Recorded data
━━━━━━━━━━━━━━━━━━━━

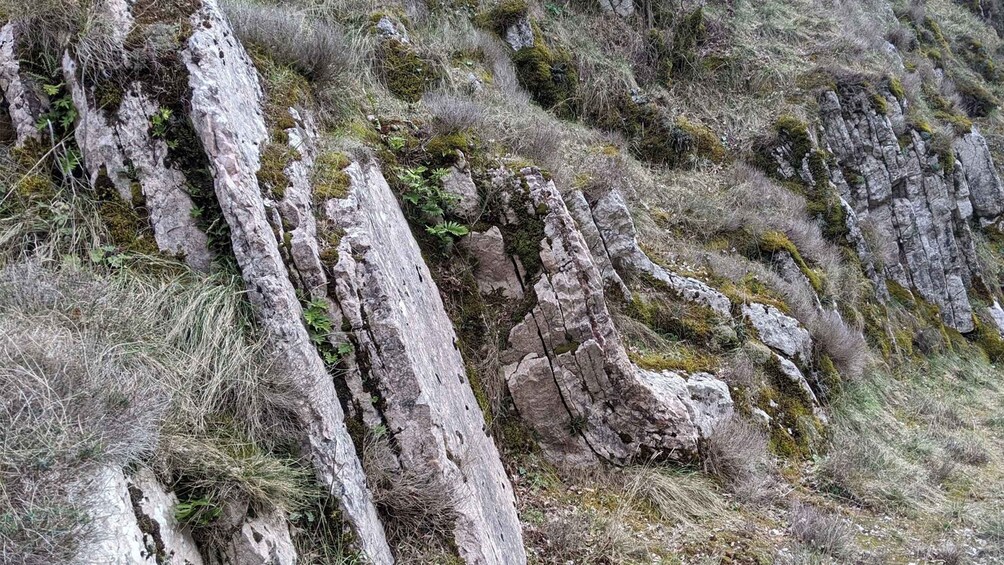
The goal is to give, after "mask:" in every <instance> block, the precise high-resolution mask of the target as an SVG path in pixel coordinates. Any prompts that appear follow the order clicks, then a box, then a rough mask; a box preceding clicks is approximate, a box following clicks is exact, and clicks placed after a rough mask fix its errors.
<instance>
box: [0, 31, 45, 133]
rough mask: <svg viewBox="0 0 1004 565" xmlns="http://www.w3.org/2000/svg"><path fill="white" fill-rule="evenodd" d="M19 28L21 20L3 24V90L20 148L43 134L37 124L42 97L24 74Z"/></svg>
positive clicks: (2, 39) (0, 54)
mask: <svg viewBox="0 0 1004 565" xmlns="http://www.w3.org/2000/svg"><path fill="white" fill-rule="evenodd" d="M17 32H18V30H17V24H15V23H13V22H8V23H6V24H4V26H3V27H2V28H0V90H2V91H3V99H4V101H5V102H6V103H7V111H8V113H9V114H10V119H11V123H12V124H13V125H14V132H15V134H16V144H17V147H19V148H20V147H23V146H24V144H25V143H26V142H28V140H31V139H34V140H39V139H41V134H40V133H39V131H38V129H37V128H36V127H35V118H37V117H38V113H39V107H40V103H39V100H38V98H37V97H36V96H35V94H34V93H33V92H32V90H31V88H30V87H29V86H28V84H27V82H25V80H24V79H23V78H22V76H21V65H20V63H19V62H18V55H17V52H16V47H17Z"/></svg>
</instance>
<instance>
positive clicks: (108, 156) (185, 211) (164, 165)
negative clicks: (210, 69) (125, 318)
mask: <svg viewBox="0 0 1004 565" xmlns="http://www.w3.org/2000/svg"><path fill="white" fill-rule="evenodd" d="M128 16H129V11H128V10H127V11H124V15H123V16H122V17H128ZM62 69H63V77H64V79H65V80H66V83H67V84H69V85H70V86H69V89H70V92H71V94H72V96H73V105H74V106H76V108H77V112H78V115H79V117H78V118H77V122H76V125H75V128H74V137H75V138H76V144H77V146H78V147H79V148H80V153H81V155H82V156H83V163H84V166H85V167H86V168H87V173H88V175H89V178H90V184H91V186H94V185H96V184H97V183H98V182H100V177H101V176H104V177H106V178H107V179H108V180H109V181H110V182H111V184H112V185H114V187H115V190H116V191H117V193H118V196H119V198H121V199H122V200H123V201H124V202H128V203H132V202H133V200H134V185H138V187H139V189H140V191H141V192H142V194H143V197H144V201H145V205H146V207H147V210H148V211H149V212H150V224H151V227H152V228H153V230H154V238H155V240H156V241H157V247H158V248H159V249H160V250H161V251H163V252H165V253H170V254H177V255H181V256H183V257H184V258H185V262H186V263H188V264H189V266H191V267H192V268H194V269H198V270H202V271H208V270H209V267H210V264H211V263H212V260H213V256H212V254H211V253H210V251H209V240H208V238H207V237H206V234H204V233H203V232H202V231H201V230H199V228H198V226H196V223H195V219H194V218H193V216H192V207H193V204H192V199H191V198H190V197H189V195H188V194H187V193H186V192H185V187H186V180H185V175H183V174H182V173H181V172H180V171H178V170H177V169H175V168H173V167H169V166H168V165H167V163H166V161H167V158H168V146H167V144H166V143H165V140H164V139H157V138H154V137H153V136H152V135H151V134H150V133H149V130H150V117H151V116H152V115H154V112H156V111H157V110H158V108H159V107H160V106H159V104H158V103H157V102H156V101H154V100H153V99H152V98H151V97H150V96H148V95H147V94H146V93H145V92H144V91H143V84H142V83H140V82H134V83H133V84H132V85H130V87H129V88H128V89H127V91H126V92H124V93H123V94H122V101H121V104H120V105H119V107H118V108H117V109H116V110H115V112H114V114H113V115H108V114H107V112H105V111H104V110H102V109H100V108H96V107H93V106H92V105H91V104H90V102H89V101H88V96H87V94H86V92H85V90H84V87H83V85H82V83H81V81H80V77H79V73H78V69H77V65H76V63H75V62H74V61H73V59H72V58H71V57H70V56H69V54H68V53H67V54H66V55H64V56H63V61H62ZM90 98H91V99H93V96H91V97H90Z"/></svg>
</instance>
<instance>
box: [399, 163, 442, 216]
mask: <svg viewBox="0 0 1004 565" xmlns="http://www.w3.org/2000/svg"><path fill="white" fill-rule="evenodd" d="M427 173H428V174H429V175H428V176H429V178H428V179H427V178H426V174H427ZM448 173H449V171H448V170H446V169H436V170H434V171H429V169H428V168H427V167H423V166H419V167H416V168H414V169H405V170H403V171H402V172H401V173H399V174H398V179H400V180H401V182H402V183H404V184H405V194H404V195H403V196H402V198H404V199H405V202H407V203H409V204H411V205H412V206H413V207H415V209H417V210H418V211H419V212H421V213H422V214H423V215H426V216H432V217H440V216H443V215H444V214H446V210H447V209H448V208H449V207H450V206H451V205H453V203H454V202H455V201H456V198H455V197H454V196H453V195H451V194H449V193H446V192H444V191H443V189H442V188H440V187H439V185H440V184H441V183H442V182H443V177H445V176H446V175H447V174H448Z"/></svg>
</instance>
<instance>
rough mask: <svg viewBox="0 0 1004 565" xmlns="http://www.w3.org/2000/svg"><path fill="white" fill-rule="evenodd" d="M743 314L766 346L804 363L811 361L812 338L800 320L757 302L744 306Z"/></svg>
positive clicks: (808, 332) (770, 307) (811, 352)
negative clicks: (810, 359)
mask: <svg viewBox="0 0 1004 565" xmlns="http://www.w3.org/2000/svg"><path fill="white" fill-rule="evenodd" d="M742 312H743V317H744V318H746V320H747V321H749V323H750V325H752V326H753V329H755V330H756V332H757V335H758V336H759V338H760V341H763V342H764V344H766V345H768V346H770V347H771V348H773V349H776V350H778V351H780V352H782V353H784V354H785V355H786V356H788V357H792V358H796V359H798V360H799V361H801V362H802V363H808V362H809V361H810V359H811V358H812V338H811V337H810V336H809V332H808V330H806V329H805V328H804V327H802V325H801V324H800V323H798V320H796V319H794V318H792V317H791V316H788V315H787V314H785V313H783V312H781V311H780V310H778V309H777V308H775V307H774V306H770V305H765V304H758V303H755V302H753V303H750V304H743V307H742Z"/></svg>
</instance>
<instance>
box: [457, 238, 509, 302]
mask: <svg viewBox="0 0 1004 565" xmlns="http://www.w3.org/2000/svg"><path fill="white" fill-rule="evenodd" d="M462 244H463V245H464V247H465V248H466V249H467V250H468V252H469V253H470V254H471V255H472V256H474V257H476V258H477V260H478V266H477V269H476V270H475V272H474V278H475V280H476V281H477V283H478V290H480V291H481V293H482V294H491V293H493V292H495V291H501V292H502V296H504V297H506V298H515V299H517V300H518V299H520V298H522V297H523V287H522V286H521V285H520V284H519V275H518V274H517V273H516V266H515V265H514V264H513V260H512V258H510V257H509V255H508V254H507V253H506V252H505V241H503V240H502V232H500V231H499V229H498V228H497V227H495V226H492V227H491V228H489V229H488V230H487V231H485V232H472V233H471V234H470V235H469V236H467V237H466V238H464V240H463V242H462Z"/></svg>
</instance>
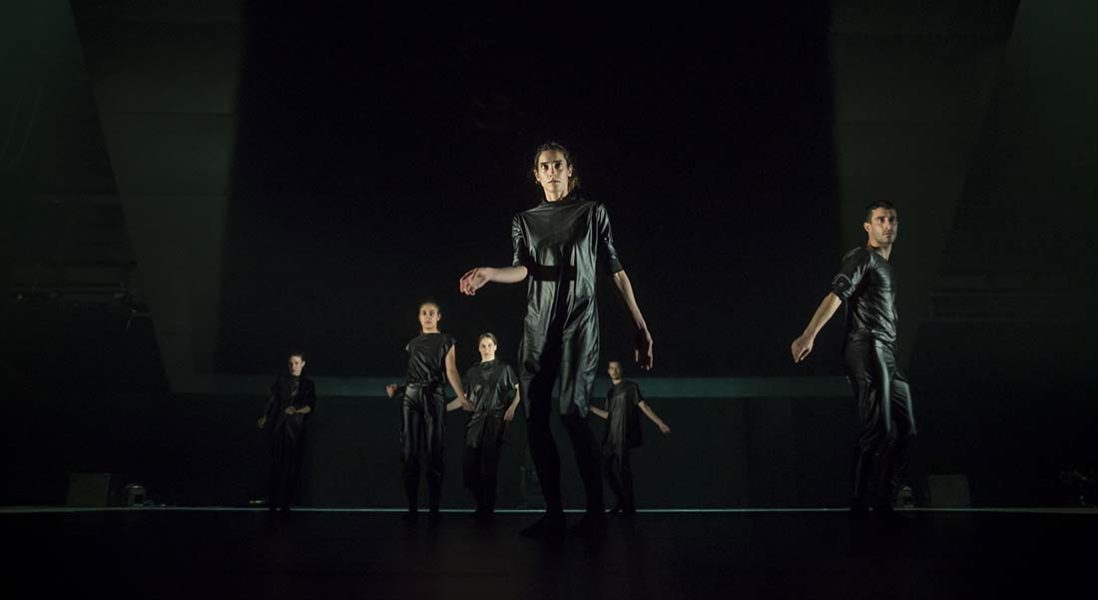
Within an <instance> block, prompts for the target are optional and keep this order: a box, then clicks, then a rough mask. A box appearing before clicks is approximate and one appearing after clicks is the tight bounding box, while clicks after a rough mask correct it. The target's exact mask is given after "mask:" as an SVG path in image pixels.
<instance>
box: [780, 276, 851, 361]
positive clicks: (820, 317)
mask: <svg viewBox="0 0 1098 600" xmlns="http://www.w3.org/2000/svg"><path fill="white" fill-rule="evenodd" d="M840 305H842V300H840V299H839V297H838V296H836V295H834V292H829V293H828V295H827V296H825V297H824V301H822V302H820V305H819V307H818V308H817V309H816V313H815V314H813V319H811V320H810V321H809V322H808V326H806V327H805V332H804V333H802V334H800V337H797V338H796V340H794V341H793V344H792V345H791V348H789V349H791V351H792V352H793V362H794V363H799V362H802V360H804V359H805V357H807V356H808V353H810V352H813V344H815V343H816V335H817V334H818V333H819V332H820V330H821V329H824V325H826V324H827V322H828V321H830V320H831V316H833V315H834V311H837V310H839V307H840Z"/></svg>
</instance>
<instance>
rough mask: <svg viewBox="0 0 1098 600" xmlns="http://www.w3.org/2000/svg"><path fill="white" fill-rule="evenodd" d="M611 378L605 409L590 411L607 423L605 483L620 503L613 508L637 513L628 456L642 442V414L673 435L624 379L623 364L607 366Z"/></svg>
mask: <svg viewBox="0 0 1098 600" xmlns="http://www.w3.org/2000/svg"><path fill="white" fill-rule="evenodd" d="M606 374H607V375H609V376H610V384H613V385H612V386H610V389H609V391H608V392H606V410H603V409H601V408H598V407H591V412H593V413H595V414H596V415H598V416H601V418H603V419H605V420H606V422H607V423H606V437H605V438H603V467H604V469H605V471H606V481H607V482H608V484H609V485H610V490H613V491H614V496H615V497H617V504H616V505H615V507H614V508H613V509H610V512H613V513H624V514H636V512H637V503H636V501H635V500H636V499H635V496H634V492H632V467H631V466H630V465H629V453H630V451H632V448H636V447H638V446H640V445H641V444H642V443H643V430H642V429H641V426H640V413H641V412H643V413H645V416H648V418H649V419H650V420H651V421H652V423H656V426H657V427H659V429H660V433H662V434H664V435H666V434H669V433H671V427H669V426H668V424H666V423H664V422H663V420H662V419H660V418H659V415H657V414H656V411H654V410H652V407H649V405H648V402H645V397H643V396H641V393H640V386H638V385H637V384H635V382H632V381H626V380H624V379H621V376H623V371H621V363H620V362H619V360H610V362H609V365H607V366H606Z"/></svg>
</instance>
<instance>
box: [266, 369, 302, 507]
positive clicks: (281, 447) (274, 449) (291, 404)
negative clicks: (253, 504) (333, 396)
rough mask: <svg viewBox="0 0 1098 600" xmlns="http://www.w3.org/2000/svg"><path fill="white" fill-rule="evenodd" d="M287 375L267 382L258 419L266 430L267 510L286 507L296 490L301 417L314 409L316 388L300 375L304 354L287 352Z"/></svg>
mask: <svg viewBox="0 0 1098 600" xmlns="http://www.w3.org/2000/svg"><path fill="white" fill-rule="evenodd" d="M288 367H289V368H288V370H289V373H288V374H287V375H281V376H279V378H278V380H276V381H275V384H273V385H271V396H270V400H268V401H267V407H266V408H265V409H264V415H262V416H260V418H259V421H258V423H257V424H258V425H259V429H261V430H264V431H265V432H266V434H267V435H266V437H267V443H268V444H269V445H270V449H271V471H270V478H269V480H268V487H267V489H268V495H267V507H268V510H270V511H276V510H278V509H282V511H283V512H288V511H289V510H290V503H291V502H293V501H294V495H295V493H296V491H298V480H299V479H300V477H301V463H302V457H303V456H304V452H305V418H306V415H309V414H311V413H312V412H313V410H314V409H315V408H316V387H315V386H313V381H312V380H311V379H309V378H307V377H305V376H303V375H302V374H301V371H302V369H304V368H305V355H304V354H303V353H300V352H294V353H292V354H290V356H289V358H288Z"/></svg>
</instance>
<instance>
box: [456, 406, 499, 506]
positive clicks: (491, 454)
mask: <svg viewBox="0 0 1098 600" xmlns="http://www.w3.org/2000/svg"><path fill="white" fill-rule="evenodd" d="M477 418H479V419H477ZM474 419H477V421H475V422H473V421H471V423H473V424H474V425H475V429H473V427H470V431H469V432H468V434H469V435H467V436H466V453H464V459H463V465H462V473H463V475H464V484H466V487H467V488H469V491H471V492H472V495H473V498H474V499H475V500H477V510H479V511H488V512H492V511H494V510H495V490H496V474H497V473H498V470H500V451H501V449H502V448H503V433H504V426H505V421H504V420H503V412H502V411H495V412H489V413H485V414H477V415H474Z"/></svg>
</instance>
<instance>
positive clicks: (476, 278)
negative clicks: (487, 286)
mask: <svg viewBox="0 0 1098 600" xmlns="http://www.w3.org/2000/svg"><path fill="white" fill-rule="evenodd" d="M488 282H489V268H488V267H475V268H471V269H469V270H468V271H466V274H464V275H462V276H461V280H460V281H458V289H460V290H461V293H463V295H466V296H477V290H479V289H481V288H483V287H484V285H485V284H488Z"/></svg>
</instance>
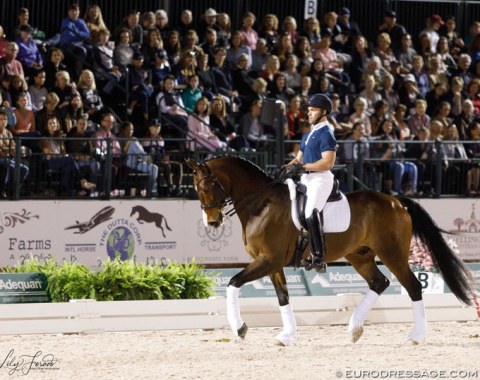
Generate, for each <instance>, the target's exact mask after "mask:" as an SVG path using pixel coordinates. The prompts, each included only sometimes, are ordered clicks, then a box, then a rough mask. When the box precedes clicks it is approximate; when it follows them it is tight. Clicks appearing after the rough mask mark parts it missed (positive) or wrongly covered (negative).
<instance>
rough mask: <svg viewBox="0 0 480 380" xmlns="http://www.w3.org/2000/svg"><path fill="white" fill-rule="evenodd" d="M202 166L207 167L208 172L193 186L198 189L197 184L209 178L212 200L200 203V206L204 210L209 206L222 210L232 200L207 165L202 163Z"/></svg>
mask: <svg viewBox="0 0 480 380" xmlns="http://www.w3.org/2000/svg"><path fill="white" fill-rule="evenodd" d="M204 167H206V168H207V171H208V173H207V174H206V175H205V176H203V177H202V178H200V179H199V180H198V182H196V183H195V187H196V188H197V189H198V188H199V185H200V184H201V183H202V182H203V181H206V180H209V181H210V183H211V186H212V191H213V198H214V200H213V202H212V203H209V204H206V205H203V204H202V205H201V208H202V210H206V209H209V208H218V209H219V210H222V209H223V208H224V207H225V206H226V205H228V204H231V203H232V200H231V198H230V196H229V195H228V193H227V192H226V191H225V188H224V187H223V185H222V184H221V183H220V181H219V180H218V178H217V177H215V176H214V175H213V173H212V172H211V170H210V168H209V167H208V165H204ZM229 213H230V211H229V212H227V214H229Z"/></svg>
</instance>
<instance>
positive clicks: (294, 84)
mask: <svg viewBox="0 0 480 380" xmlns="http://www.w3.org/2000/svg"><path fill="white" fill-rule="evenodd" d="M297 67H298V58H297V56H296V55H295V54H289V55H288V56H287V61H286V62H285V70H284V71H282V74H283V75H284V76H285V78H286V79H287V87H288V88H291V89H292V90H293V91H295V92H298V91H299V90H300V86H301V82H302V75H301V74H300V73H299V72H298V71H297Z"/></svg>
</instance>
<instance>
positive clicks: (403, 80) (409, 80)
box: [403, 74, 417, 83]
mask: <svg viewBox="0 0 480 380" xmlns="http://www.w3.org/2000/svg"><path fill="white" fill-rule="evenodd" d="M403 82H404V83H407V82H413V83H417V81H416V80H415V77H414V76H413V74H407V75H405V77H404V78H403Z"/></svg>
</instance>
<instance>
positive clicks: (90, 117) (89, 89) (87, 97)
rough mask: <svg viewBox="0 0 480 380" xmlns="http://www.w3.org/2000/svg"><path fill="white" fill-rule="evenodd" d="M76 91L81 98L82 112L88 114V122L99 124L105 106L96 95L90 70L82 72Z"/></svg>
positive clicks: (93, 83) (94, 81)
mask: <svg viewBox="0 0 480 380" xmlns="http://www.w3.org/2000/svg"><path fill="white" fill-rule="evenodd" d="M77 89H78V92H79V93H80V95H81V96H82V102H83V107H84V111H85V113H86V114H88V117H89V120H92V121H93V122H94V123H99V122H100V119H101V118H102V115H103V113H105V106H104V105H103V101H102V98H101V96H100V94H99V93H98V90H97V84H96V82H95V77H94V76H93V73H92V72H91V71H90V70H83V71H82V73H81V74H80V78H78V86H77Z"/></svg>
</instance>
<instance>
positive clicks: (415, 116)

━━━━━━━━━━━━━━━━━━━━

-- WHAT YOU NEED TO DO --
Taking the entries above, write out exactly the lines starting with the line containing "positive clicks: (2, 39) (0, 54)" and going on through the line containing "positive clicks: (108, 156)", both included, and nothing else.

-- RESULT OF THE EXERCISE --
positive clicks: (2, 39) (0, 54)
mask: <svg viewBox="0 0 1004 565" xmlns="http://www.w3.org/2000/svg"><path fill="white" fill-rule="evenodd" d="M17 32H18V30H17V24H15V23H13V22H8V23H6V24H4V26H3V27H2V28H0V90H2V91H3V99H4V101H5V102H6V103H7V111H8V113H9V114H10V119H11V123H12V124H13V125H14V132H15V134H16V144H17V147H19V148H20V147H23V146H24V144H25V143H26V142H28V140H31V139H34V140H39V139H41V134H40V133H39V131H38V129H37V128H36V127H35V118H37V117H38V113H39V107H40V103H39V100H38V98H37V97H36V96H35V94H34V93H33V92H32V90H31V88H30V87H29V86H28V84H27V82H25V80H24V79H23V78H22V76H21V65H20V63H19V62H18V55H17V52H16V47H17Z"/></svg>
</instance>
<instance>
positive clicks: (108, 156) (185, 211) (164, 165)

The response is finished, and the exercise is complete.